Is it actually that hard to make good models or is it just about the amount of resources you have to do training? (This is an actual question, I really don't know.) I'm sure it's not trivial but does it really take world class secret knowledge to build off of the known existing techniques? I feel like there's tons of low hanging fruit still to explore, and time and resources are the limiting factor.

▲

MostlyStable 9 hours ago | parent | next [-]

The gap between grok and Gemini to Claude and chatgpt suggests that yes it is that hard.

▲

arw0n 4 hours ago | parent [-]

I suspect that Grok has been ironically lobotomized by pressures to correct its political views.

Similarly, I could imagine the Gemini folks working in a significantly more complex corporate climate, with different parts of Google pushing for different capability focuses. They are only lagging behind less than a year, so it isn't too large of a gap yet.

That said, the fact that Anthropic is currently the top dog suggests that talent and execution is incredibly important. A year ago none of my normie friends new them, and when i suggested using Claude looked at me like when I recommend Linux.

▲

janalsncm 2 hours ago | parent [-]

That shouldn’t affect Grok’ coding ability. How often are people discussing politics with Claude code? Writing decent code is just hard and it’s not just Grok.

▲

thot_experiment 35 minutes ago | parent | next [-]

Not true, aggressive post training makes models notably dumber.

▲

bwhiting2356 2 hours ago | parent | prev | next [-]

It affects their ability to hire and retain talent.

	▲	janalsncm 2 hours ago \| parent [-]
		If training a good model requires talent then that’s the answer to the question this thread is trying to answer: is training a good model actually that hard?

▲

black_knight 2 hours ago | parent | prev [-]

Why would these be independent?

====

For each statement, answer yes or no on whether it agrees with the forum thread, and quote the thread's words that decide it.
1. One reply suspects Grok was hurt by pressures to correct its political views.
2. One reply says aggressive post training makes models smarter.
3. One reply says the Gemini team is lagging behind by more than a year.

====

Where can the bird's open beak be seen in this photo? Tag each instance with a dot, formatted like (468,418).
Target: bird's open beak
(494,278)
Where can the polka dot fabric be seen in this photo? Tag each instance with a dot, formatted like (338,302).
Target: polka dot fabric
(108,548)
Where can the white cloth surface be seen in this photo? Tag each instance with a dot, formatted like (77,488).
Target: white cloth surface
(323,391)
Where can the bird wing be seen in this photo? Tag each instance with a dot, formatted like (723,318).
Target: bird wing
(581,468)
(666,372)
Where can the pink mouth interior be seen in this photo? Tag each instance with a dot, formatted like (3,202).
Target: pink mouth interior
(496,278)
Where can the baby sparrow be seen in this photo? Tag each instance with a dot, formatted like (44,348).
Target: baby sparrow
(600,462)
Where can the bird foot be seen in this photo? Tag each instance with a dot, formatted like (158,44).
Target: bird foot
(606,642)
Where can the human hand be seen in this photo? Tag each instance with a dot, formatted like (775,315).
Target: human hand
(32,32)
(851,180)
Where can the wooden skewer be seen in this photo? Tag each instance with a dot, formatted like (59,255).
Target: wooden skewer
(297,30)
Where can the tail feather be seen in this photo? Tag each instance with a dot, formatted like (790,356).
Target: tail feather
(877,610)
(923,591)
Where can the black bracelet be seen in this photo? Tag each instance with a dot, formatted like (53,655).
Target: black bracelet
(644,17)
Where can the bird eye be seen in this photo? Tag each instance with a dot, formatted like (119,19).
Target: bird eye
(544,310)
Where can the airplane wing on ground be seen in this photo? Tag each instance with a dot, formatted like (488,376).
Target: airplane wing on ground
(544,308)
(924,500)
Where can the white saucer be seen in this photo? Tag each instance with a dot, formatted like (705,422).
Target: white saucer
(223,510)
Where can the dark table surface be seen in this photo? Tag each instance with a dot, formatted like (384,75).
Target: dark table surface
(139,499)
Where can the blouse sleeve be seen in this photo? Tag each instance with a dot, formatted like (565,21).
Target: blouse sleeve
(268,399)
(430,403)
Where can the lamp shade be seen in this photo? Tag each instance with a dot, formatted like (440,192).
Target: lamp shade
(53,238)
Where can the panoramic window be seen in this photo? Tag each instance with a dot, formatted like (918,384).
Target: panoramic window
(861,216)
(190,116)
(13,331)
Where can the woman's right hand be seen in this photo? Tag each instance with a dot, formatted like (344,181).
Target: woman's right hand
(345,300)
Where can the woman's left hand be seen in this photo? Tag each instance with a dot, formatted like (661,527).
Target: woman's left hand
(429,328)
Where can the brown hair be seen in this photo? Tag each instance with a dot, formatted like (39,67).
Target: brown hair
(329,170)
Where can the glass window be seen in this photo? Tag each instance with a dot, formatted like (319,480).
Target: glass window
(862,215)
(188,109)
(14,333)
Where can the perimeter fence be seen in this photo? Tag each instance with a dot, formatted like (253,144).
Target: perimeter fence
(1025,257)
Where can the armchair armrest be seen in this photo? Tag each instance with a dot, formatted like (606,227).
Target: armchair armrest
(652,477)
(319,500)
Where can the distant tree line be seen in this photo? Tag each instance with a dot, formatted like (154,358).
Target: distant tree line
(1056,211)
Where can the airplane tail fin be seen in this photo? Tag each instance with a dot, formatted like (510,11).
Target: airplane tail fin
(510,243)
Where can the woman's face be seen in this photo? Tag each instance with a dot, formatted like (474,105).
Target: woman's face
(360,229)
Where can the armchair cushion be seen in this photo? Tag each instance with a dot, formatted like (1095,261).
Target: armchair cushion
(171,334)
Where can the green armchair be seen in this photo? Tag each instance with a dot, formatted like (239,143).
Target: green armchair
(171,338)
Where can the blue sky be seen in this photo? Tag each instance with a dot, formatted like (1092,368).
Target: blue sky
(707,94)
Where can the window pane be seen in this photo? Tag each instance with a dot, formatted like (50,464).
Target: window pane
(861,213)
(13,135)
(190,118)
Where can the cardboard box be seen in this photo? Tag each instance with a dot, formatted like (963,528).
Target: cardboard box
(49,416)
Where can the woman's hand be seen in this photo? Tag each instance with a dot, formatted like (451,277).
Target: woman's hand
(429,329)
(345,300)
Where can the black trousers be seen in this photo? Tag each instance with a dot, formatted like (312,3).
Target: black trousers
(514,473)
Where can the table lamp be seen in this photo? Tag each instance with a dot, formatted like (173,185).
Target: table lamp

====

> **RESULT OF THIS EXERCISE**
1. Yes: "I suspect that Grok has been ironically lobotomized by pressures to correct its political views."
2. No: "aggressive post training makes models notably dumber."
3. No: "They are only lagging behind less than a year"